* **What to work on**:
Rewrite the text of the entries below with "drop one pin" changed to "place one marker" everywhere and nothing else altered, leaving out the pictures.

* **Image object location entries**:
— Start —

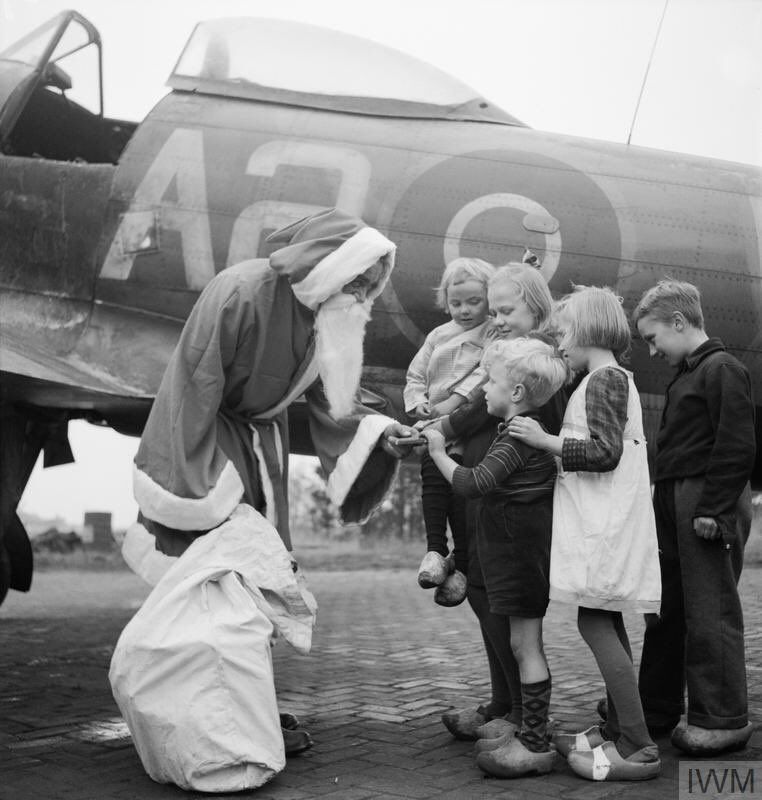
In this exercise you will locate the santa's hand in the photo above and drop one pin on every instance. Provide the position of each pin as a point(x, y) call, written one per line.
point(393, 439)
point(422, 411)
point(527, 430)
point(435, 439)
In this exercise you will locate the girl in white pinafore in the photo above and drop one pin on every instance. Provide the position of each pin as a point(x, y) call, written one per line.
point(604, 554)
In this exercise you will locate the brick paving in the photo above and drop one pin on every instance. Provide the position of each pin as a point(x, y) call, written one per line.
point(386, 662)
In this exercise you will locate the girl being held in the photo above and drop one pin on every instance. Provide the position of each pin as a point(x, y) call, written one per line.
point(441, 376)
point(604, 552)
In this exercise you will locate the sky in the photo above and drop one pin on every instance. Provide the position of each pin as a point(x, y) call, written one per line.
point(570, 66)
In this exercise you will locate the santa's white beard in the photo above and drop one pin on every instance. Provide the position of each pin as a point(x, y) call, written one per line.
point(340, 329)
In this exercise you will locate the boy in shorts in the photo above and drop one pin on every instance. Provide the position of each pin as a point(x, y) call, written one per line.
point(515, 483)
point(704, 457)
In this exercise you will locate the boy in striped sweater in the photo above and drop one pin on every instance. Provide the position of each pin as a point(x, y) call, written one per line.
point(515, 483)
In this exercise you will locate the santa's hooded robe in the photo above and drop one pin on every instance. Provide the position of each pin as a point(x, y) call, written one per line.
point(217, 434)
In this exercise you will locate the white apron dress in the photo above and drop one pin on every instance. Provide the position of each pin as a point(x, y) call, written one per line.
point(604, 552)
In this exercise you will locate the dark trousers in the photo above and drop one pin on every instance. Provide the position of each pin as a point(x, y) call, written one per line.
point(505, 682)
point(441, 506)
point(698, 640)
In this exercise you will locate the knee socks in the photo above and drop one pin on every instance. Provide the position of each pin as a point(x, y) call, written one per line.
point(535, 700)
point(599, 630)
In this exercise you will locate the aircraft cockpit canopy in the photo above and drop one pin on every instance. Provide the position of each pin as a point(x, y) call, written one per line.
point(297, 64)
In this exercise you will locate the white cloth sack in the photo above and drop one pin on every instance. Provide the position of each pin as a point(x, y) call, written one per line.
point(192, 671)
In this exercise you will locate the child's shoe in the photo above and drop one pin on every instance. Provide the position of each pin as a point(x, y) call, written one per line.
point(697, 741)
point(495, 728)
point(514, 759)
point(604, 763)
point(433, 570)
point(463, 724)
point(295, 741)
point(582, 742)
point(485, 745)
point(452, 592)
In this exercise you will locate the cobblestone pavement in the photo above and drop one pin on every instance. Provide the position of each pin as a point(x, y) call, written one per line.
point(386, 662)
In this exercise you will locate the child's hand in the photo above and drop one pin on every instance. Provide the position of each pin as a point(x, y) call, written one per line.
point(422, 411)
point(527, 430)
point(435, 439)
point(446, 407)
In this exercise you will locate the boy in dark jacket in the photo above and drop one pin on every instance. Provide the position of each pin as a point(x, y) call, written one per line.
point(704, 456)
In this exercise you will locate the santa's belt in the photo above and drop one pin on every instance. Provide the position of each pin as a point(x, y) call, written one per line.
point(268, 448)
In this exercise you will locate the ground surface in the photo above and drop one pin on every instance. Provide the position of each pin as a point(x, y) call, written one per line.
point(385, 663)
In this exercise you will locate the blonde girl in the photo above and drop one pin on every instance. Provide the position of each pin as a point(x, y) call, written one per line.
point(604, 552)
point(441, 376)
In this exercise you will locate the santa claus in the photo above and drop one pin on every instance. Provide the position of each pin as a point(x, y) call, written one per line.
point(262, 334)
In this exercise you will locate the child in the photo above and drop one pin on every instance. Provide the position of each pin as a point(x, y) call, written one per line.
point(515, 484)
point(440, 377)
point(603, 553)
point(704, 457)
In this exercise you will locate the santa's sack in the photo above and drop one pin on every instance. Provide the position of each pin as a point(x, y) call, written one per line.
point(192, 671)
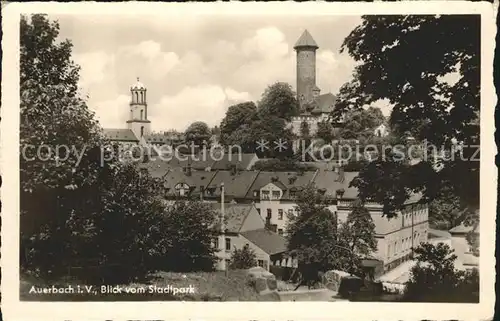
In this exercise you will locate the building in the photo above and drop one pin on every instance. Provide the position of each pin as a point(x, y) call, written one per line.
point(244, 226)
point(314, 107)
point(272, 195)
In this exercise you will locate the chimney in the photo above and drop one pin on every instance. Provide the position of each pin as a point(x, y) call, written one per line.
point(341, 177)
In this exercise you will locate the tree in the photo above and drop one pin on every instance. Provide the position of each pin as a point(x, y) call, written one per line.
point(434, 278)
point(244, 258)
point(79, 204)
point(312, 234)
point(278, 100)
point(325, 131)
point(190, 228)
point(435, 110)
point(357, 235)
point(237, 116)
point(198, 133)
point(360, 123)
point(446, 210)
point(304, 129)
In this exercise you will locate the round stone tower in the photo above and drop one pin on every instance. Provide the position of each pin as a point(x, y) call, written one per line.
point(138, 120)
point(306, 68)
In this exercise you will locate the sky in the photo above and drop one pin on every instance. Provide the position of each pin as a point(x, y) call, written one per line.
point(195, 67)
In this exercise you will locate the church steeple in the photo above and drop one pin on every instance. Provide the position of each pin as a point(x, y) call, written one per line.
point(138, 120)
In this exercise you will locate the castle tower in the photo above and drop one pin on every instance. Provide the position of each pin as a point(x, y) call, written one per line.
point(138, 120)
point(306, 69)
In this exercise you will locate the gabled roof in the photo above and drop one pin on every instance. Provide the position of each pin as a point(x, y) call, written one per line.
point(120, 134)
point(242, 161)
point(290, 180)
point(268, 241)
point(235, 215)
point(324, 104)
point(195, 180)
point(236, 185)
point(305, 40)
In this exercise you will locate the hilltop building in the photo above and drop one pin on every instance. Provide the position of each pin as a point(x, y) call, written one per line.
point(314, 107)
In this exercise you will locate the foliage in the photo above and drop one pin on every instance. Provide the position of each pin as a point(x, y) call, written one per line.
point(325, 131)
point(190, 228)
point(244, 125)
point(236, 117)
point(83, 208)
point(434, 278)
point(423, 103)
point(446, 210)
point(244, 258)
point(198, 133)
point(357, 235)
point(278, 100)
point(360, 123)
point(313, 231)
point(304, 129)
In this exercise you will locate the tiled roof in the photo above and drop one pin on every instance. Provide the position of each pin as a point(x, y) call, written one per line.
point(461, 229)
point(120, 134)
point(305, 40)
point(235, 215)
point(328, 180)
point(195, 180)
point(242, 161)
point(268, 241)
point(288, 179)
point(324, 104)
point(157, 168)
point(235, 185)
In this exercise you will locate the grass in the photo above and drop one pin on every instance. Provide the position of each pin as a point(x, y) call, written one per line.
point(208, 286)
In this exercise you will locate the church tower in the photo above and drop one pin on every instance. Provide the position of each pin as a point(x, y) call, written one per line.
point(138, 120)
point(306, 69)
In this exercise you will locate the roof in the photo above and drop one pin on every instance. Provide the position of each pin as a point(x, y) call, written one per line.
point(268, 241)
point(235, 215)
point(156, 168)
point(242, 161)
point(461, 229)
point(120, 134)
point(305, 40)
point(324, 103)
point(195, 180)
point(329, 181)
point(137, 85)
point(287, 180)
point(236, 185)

— End —

* **Result**:
In this exercise you will locate the santa's hand in the photo above and place one marker on every instance. Provide the position of each pin as a point(x, y) call, written one per line.
point(393, 439)
point(422, 411)
point(527, 430)
point(435, 439)
In this exercise you will locate the girl in white pinafore in the photo above and place one marker on every instance. Provide the position of each pin as a point(x, y) call, written one per line.
point(604, 554)
In this exercise you will locate the brick paving in the photo above and place one marker on every instance. Provide the position of each pin as a point(x, y) call, written one per line.
point(386, 662)
In this exercise you will locate the girl being held in the photo above and place one marker on every instance. Provide the position of each pin as a point(x, y) call, written one per line.
point(441, 376)
point(604, 552)
In this exercise you will locate the sky in the photo above and place one marker on every instance. Provide the position of each pin as a point(x, y) call, written one per line.
point(570, 66)
In this exercise you will locate the santa's white beard in the photo above and place one marker on every instance. Provide the position of each pin as a point(x, y) call, written one per line.
point(340, 329)
In this exercise you will locate the boy in shorts in the photo above and place one marker on every instance. Provide the position of each pin as a point(x, y) call, written one per line.
point(515, 483)
point(704, 457)
In this exercise you will locate the boy in striped sweater in the photo above and place one marker on every instance. Provide the position of each pin as a point(x, y) call, written one per line.
point(515, 483)
In this exercise you will locate the santa's hooded robe in the photo above and place one marker on every instance. Provide the position of each pin as a point(x, y) call, written one per line.
point(217, 434)
In this exercise you will locate the white apron dress in the photo above and place one marker on every instance. Provide the position of each pin as a point(x, y) call, written one per line.
point(604, 552)
In this exercise you will locate the dark trousers in the photo above and place one marker on every instance. Provide the position of each pin as a point(x, y) call, written one per line.
point(505, 682)
point(441, 506)
point(698, 640)
In this exercise you will locate the knee socks in the photo above and place one marker on every instance. Provide the position of each pin as a point(x, y) call, written one per line.
point(535, 700)
point(599, 630)
In this exercise you will locate the aircraft cockpit canopy in the photo above and place one marker on every instance. Provide the position of each pin as a point(x, y) call, written one per line.
point(297, 64)
In this exercise you will locate the white cloth sack in the photo above and place one marker on every instance. Provide the position of each pin as a point(x, y) call, written one per line.
point(192, 671)
In this exercise you will locate the child's shoe in the photo above and place one marker on every instance. Provide the position of each pin as a point(x, y) call, written one per line.
point(697, 741)
point(495, 728)
point(514, 759)
point(604, 763)
point(433, 570)
point(463, 724)
point(295, 741)
point(582, 742)
point(485, 745)
point(452, 592)
In this exercise you will locate the cobblestone pavement in the photo above and place one marker on every instance. Provide the position of each pin as a point(x, y) call, written one per line.
point(386, 662)
In this exercise you will locate the child's hand in the photo above and place one marker on every instance. Provide the position of each pin as a point(x, y) call, written one per line.
point(422, 411)
point(527, 430)
point(435, 439)
point(446, 407)
In this exercise you will locate the boy in dark jacket in the photo above and place one marker on every instance. Provide the position of each pin as a point(x, y) call, written one per line.
point(704, 456)
In this exercise you will locate the santa's belt in the photo above and place one marker on every instance. Provide the position of each pin as a point(x, y) call, written one per line.
point(268, 448)
In this exercise you will locate the ground surface in the photo above and place one marker on every instance. Provide the position of each pin as a point(x, y) call, written one per line.
point(385, 663)
In this exercise you will locate the blonde girl in the photo above and place one marker on every instance. Provide the position of each pin as a point(x, y) call, written one per line.
point(604, 552)
point(441, 376)
In this exercise you will locate the santa claus in the photo above and place one marker on every instance. Provide the position of each pin as a point(x, y) call, written one per line.
point(262, 334)
In this exercise you will locate the child in the photo above and place one marker on every instance. Provide the position of each pin as a point(x, y) call, written one per line.
point(515, 484)
point(440, 377)
point(603, 553)
point(704, 457)
In this exercise you will locate the santa's sack in the photo above and place one marker on every instance. Provide the position of each pin as a point(x, y) call, written one per line.
point(192, 671)
In this exercise you will locate the building in the photo above and place one marker on every instance. Provide the position of each pin as a point(x, y) call, written one per line.
point(244, 226)
point(314, 107)
point(272, 195)
In this exercise you will locate the chimney in the photo above and place one marker on every instance. Provide the position of each pin as a point(x, y) call, written one per line.
point(341, 177)
In this exercise you will locate the tree in the photo above and place one marker on every instance. Provide the position of each pin as a point(x, y) call, written one per line.
point(434, 278)
point(244, 258)
point(79, 204)
point(312, 234)
point(278, 100)
point(325, 131)
point(190, 228)
point(435, 110)
point(357, 235)
point(237, 116)
point(198, 133)
point(360, 123)
point(446, 210)
point(304, 129)
In this exercise you will locate the round stone tower in the photo above and place one marker on every instance. Provide the position of each pin as a point(x, y) call, written one per line.
point(138, 120)
point(306, 68)
In this exercise you will locate the sky in the photo above and place one marker on every instance. Provide the position of each pin as a point(x, y) call, written one per line.
point(195, 67)
In this exercise you will locate the church steeple in the photo above and place one marker on every instance. Provide the position of each pin as a point(x, y) call, written one per line.
point(138, 120)
In this exercise you will locate the castle tower in the photo above and place one marker on every instance. Provide the position of each pin as a point(x, y) call, written one per line.
point(138, 120)
point(306, 69)
In this exercise you will locate the gabled roof in the photo above and place one marker on every instance. Provide the position of each pin as a point(x, y) call, written one per line.
point(120, 134)
point(242, 161)
point(290, 180)
point(268, 241)
point(235, 215)
point(324, 104)
point(195, 180)
point(236, 185)
point(305, 40)
In this exercise you will locate the hilltop building in the photo above and place one marker on every instance. Provide the position of each pin as a point(x, y) call, written one per line.
point(314, 107)
In this exercise you will locate the foliage in the photo above and place one marker on every instance. Provide the position of each pin as a point(x, y) call, written one per line.
point(325, 131)
point(190, 228)
point(244, 125)
point(236, 117)
point(83, 208)
point(434, 278)
point(423, 103)
point(446, 210)
point(244, 258)
point(198, 133)
point(357, 235)
point(278, 100)
point(360, 123)
point(313, 231)
point(304, 129)
In this exercise you will locate the tiled roof in the photo above and place one marker on every instance. Provide the position of each pin as a point(x, y) call, written one per line.
point(461, 229)
point(120, 134)
point(305, 40)
point(235, 215)
point(328, 180)
point(195, 180)
point(242, 161)
point(268, 241)
point(288, 179)
point(324, 104)
point(157, 168)
point(235, 185)
In this exercise you will locate the grass in the photo above and place one marker on every instance. Provide the position of each pin as a point(x, y) call, written one per line.
point(208, 286)
In this exercise you will locate the church tower in the photo above and place one marker on every instance. Provide the position of each pin as a point(x, y) call, written one per line.
point(138, 120)
point(306, 69)
In this exercise you will locate the roof in the photo above and place one marker on every instance. Provide the position of each pin as a point(x, y) call, written one per line.
point(268, 241)
point(235, 215)
point(156, 168)
point(242, 161)
point(461, 229)
point(120, 134)
point(305, 40)
point(324, 103)
point(195, 180)
point(329, 181)
point(137, 85)
point(287, 180)
point(236, 185)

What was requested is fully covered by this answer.